Work order: According to the text on diet soda, what share of the U.S. population consumed diet drinks on any given day, based on the 2010 survey?

START Text excerpt

For some, diet soda is an every day necessity equal to coffee. Whether it’s staying up late to cram for a test or waking up just in time to make it to class, diet soda is what keeps these people running. And they’re not alone, as these drinks are among some of the most heavily consumed in the United States.
Diet drinks are a popular beverage for people of all ages, especially those attempting to make healthier choices in their diet. According to a survey by the Center for Disease Control and Prevention in 2010, about one-fifth of the U.S. population consumed diet drinks on any given day.
There are several studies suggesting diet soda is one of the best beverages to drink if one is trying to have a healthier diet, but still wants to consume caffeine. But are diet sodas actually healthier for people, or it is just hype?
The label on diet soda states what ingredients are used to make the beverage, but there is one ingredient researchers are looking into more. Some research claims that the artificial or “fake” sugar, usually aspartame, in diet soda tends to have negative impacts on the body.
Mark Haub, department head and associate professor of human nutrition, said the effects are different depending on the individual.
“Across the board there aren’t negative outcomes of drinking diet soda,” Haub said. “But some people are sensitive to its ingredients more than others.”
Some studies have suggested that the artificial flavoring can be lethal, toxic and lead to a higher risk of cancer. However, there has been no conclusive research to that claim, and it is often inspired by the idea that because the products aren’t natural, they are harmful to the body in general. However, there is again no conclusive evidence that shows the long term effects of the ingredients in diet soda.
Kelby Green, sophomore in human nutrition, said it is possible to drink diet soda and live a healthy lifestyle.

END Text excerpt
START Supplied records

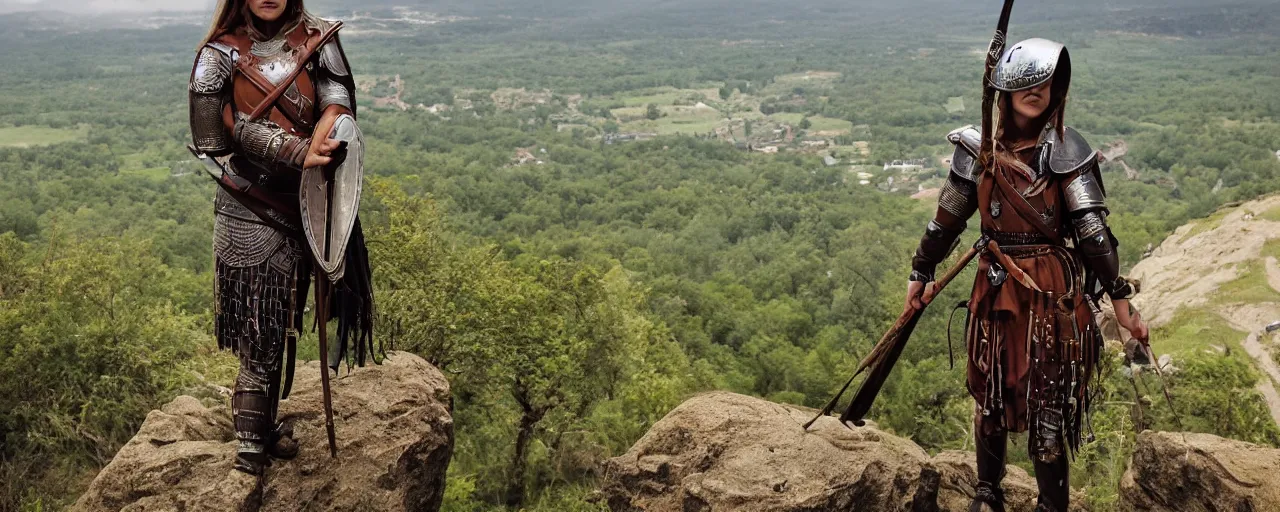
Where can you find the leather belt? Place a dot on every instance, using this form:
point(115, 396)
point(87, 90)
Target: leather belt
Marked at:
point(1011, 240)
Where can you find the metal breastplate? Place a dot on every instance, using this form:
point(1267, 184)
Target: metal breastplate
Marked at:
point(277, 60)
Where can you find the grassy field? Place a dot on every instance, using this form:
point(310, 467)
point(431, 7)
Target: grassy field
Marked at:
point(1271, 248)
point(1210, 223)
point(1194, 330)
point(676, 119)
point(1251, 287)
point(40, 136)
point(818, 122)
point(661, 96)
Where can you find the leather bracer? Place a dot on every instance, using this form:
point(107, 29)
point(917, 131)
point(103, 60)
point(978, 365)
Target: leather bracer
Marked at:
point(270, 145)
point(1100, 250)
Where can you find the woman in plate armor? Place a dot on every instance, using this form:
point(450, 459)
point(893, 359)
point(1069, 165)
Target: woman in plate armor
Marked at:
point(263, 263)
point(1032, 338)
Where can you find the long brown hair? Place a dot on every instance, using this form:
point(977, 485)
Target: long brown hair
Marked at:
point(233, 14)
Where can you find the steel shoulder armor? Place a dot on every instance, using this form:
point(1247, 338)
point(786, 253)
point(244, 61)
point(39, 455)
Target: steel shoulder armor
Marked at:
point(1086, 202)
point(209, 92)
point(333, 78)
point(956, 204)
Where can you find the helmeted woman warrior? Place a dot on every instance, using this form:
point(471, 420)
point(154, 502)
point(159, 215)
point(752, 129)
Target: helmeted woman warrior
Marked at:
point(1032, 338)
point(272, 100)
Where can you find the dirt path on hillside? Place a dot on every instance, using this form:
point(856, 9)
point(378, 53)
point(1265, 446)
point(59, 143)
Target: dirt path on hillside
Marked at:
point(1253, 319)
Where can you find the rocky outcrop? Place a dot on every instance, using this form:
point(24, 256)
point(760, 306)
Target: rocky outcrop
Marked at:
point(1191, 472)
point(394, 440)
point(730, 452)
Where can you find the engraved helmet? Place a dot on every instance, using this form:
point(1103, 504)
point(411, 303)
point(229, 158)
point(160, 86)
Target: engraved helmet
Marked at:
point(1031, 63)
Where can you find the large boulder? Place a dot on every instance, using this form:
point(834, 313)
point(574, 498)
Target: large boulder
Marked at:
point(728, 452)
point(1189, 472)
point(394, 440)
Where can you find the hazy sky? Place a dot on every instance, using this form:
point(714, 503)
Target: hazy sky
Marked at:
point(106, 5)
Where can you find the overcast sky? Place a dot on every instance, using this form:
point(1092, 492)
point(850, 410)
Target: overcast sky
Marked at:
point(106, 5)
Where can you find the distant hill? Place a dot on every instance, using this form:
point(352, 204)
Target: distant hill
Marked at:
point(1215, 286)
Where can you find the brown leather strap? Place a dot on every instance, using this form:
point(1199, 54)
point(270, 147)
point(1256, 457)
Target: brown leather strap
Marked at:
point(312, 45)
point(1011, 266)
point(1024, 209)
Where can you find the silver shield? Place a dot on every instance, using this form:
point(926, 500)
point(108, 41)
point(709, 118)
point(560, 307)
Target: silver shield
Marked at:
point(329, 206)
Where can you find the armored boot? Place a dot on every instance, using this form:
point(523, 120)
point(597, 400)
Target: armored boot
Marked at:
point(1054, 483)
point(987, 496)
point(282, 444)
point(251, 411)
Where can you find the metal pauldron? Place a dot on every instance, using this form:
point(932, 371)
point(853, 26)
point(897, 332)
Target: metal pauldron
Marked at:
point(1084, 192)
point(208, 96)
point(330, 92)
point(208, 132)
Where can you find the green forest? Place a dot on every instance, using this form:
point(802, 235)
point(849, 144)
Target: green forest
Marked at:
point(571, 227)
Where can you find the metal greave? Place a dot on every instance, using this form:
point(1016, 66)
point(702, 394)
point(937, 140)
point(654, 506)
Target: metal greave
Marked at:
point(255, 314)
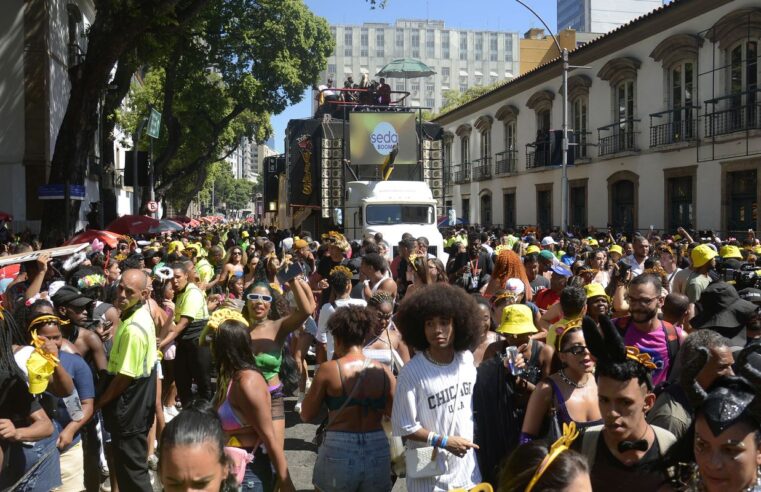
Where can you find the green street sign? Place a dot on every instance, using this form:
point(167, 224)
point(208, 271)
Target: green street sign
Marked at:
point(154, 124)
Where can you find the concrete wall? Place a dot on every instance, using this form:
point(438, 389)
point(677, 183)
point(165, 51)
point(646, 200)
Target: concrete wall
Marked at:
point(648, 166)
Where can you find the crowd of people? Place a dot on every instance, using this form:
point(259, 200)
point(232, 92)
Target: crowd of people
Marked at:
point(524, 362)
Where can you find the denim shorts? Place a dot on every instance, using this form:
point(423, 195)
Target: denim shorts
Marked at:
point(353, 461)
point(21, 457)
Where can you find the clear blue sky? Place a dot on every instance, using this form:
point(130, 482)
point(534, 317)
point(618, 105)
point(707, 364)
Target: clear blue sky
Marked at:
point(503, 15)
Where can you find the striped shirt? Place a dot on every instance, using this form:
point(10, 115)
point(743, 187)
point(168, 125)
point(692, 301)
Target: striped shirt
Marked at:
point(425, 398)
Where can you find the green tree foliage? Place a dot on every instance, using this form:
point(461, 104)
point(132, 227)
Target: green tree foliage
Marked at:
point(242, 61)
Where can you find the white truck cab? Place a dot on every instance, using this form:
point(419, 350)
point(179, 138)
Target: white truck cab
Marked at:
point(392, 208)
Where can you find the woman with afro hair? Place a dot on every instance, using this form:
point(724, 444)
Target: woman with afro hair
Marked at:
point(432, 402)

END Supplied records

Response to the exercise: About one-fifth of the U.S. population, according to the 2010 survey by the Center for Disease Control and Prevention.